**TEXTO PARA LEER**
----
Hoy, hace 22 años, falleció mi bisabuelo Manuel Sánchez Lázaro, conocido como Manuel el del lunar. Nació en 1908 y era natural de Lucainena de las Torres, un precioso pueblo con un pasado minero de la provincia de Almería. En mi infancia, «el abuelito viejo», como yo le llamaba, siempre estuvo presente de una manera constante y discreta en mi vida.
Recuerdo su figura seria —que no severa—, su vestimenta formal, con chaquetas rectas, siempre marrones, jersey, camisa y pantalón clásico, que hacían tanto contraste con la indumentaria práctica y campesina de mis otros abuelos. En mi infancia más temprana, me producía una enorme satisfacción los días en que coincidíamos en la comida, en casa de mi abuela. Todos estaban en la aceituna, menos ella que nos apañaba a mí y a mi hermana para ir a la escuela. Comíamos en su casa y allí coincidíamos también con el abuelito Manuel, su padre, que venía desde su casa en la calle del Calvario (o calle Lazarico, como era popularmente conocida).
Una vez terminábamos la ligera sobremesa, el abuelito se ponía sin demora rumbo a su casa. Mi hermana y yo nos apresurábamos para componernos de nuevo antes de volver a la escuela, pero él no esperaba. Echaba a andar calle arriba, con su gorra de paño y sus manos cogidas atrás; él sabía que lo alcanzaríamos a la carrera. Su andar era pausado y grave, pero continuo. Dicen que las manos atrás son un gesto de dominación y de autoridad, y no en vano él era, con más de 80 años y ya viudo, el patriarca de la familia.
----
**MATERIAL PROPORCIONADO**
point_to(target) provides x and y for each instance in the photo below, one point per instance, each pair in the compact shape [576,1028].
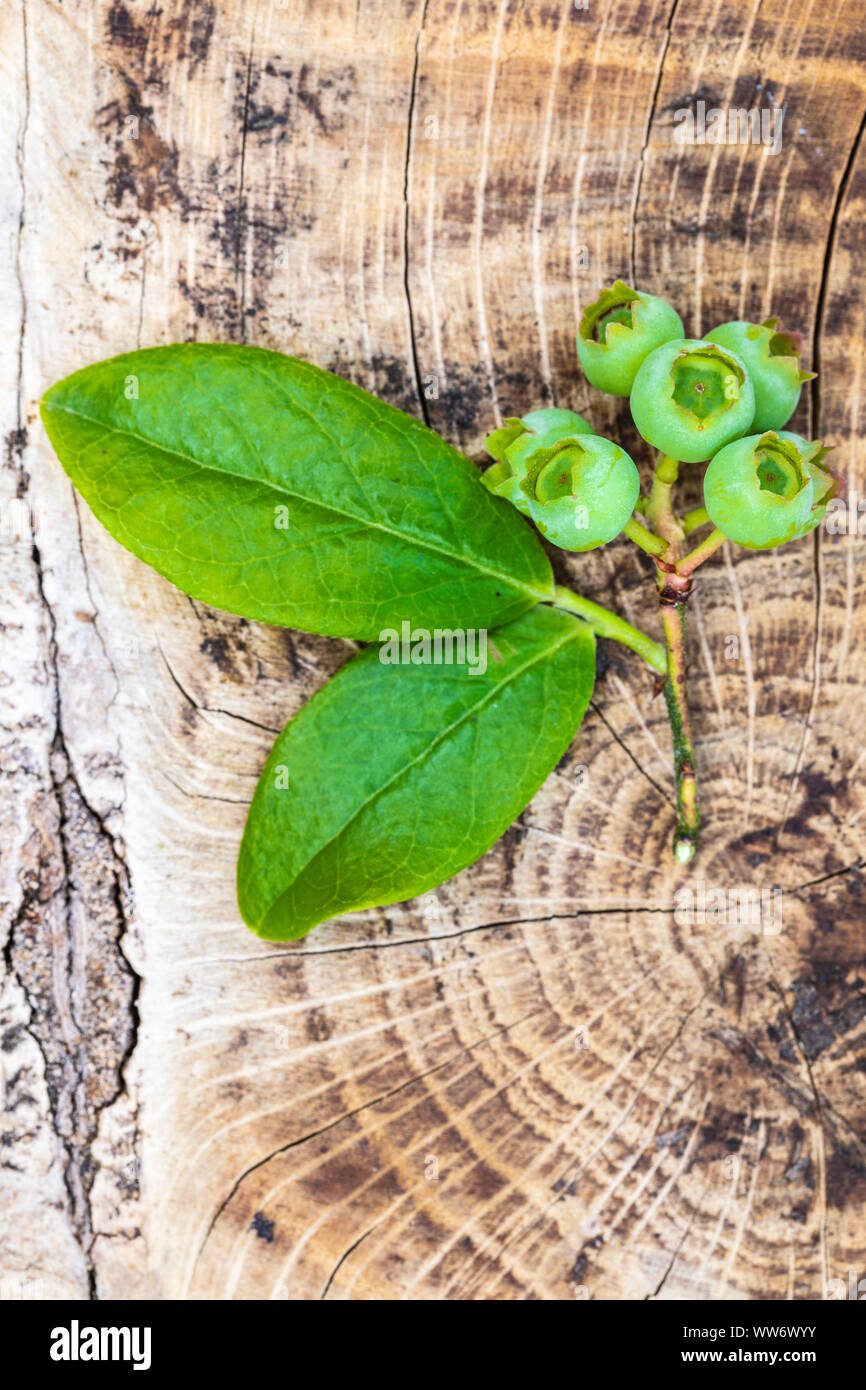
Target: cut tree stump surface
[537,1082]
----
**QUÉ SE PIDE**
[1] Repite tal cual el fragmento del texto sobre el bisabuelo que comienza en las palabras «Una vez terminábamos» y termina después de «de la familia.».
[2] Según el texto sobre el bisabuelo, ¿en qué año nació Manuel Sánchez Lázaro?

**RESPUESTAS**
[1]
Una vez terminábamos la ligera sobremesa, el abuelito se ponía sin demora rumbo a su casa. Mi hermana y yo nos apresurábamos para componernos de nuevo antes de volver a la escuela, pero él no esperaba. Echaba a andar calle arriba, con su gorra de paño y sus manos cogidas atrás; él sabía que lo alcanzaríamos a la carrera. Su andar era pausado y grave, pero continuo. Dicen que las manos atrás son un gesto de dominación y de autoridad, y no en vano él era, con más de 80 años y ya viudo, el patriarca de la familia.

[2] En 1908.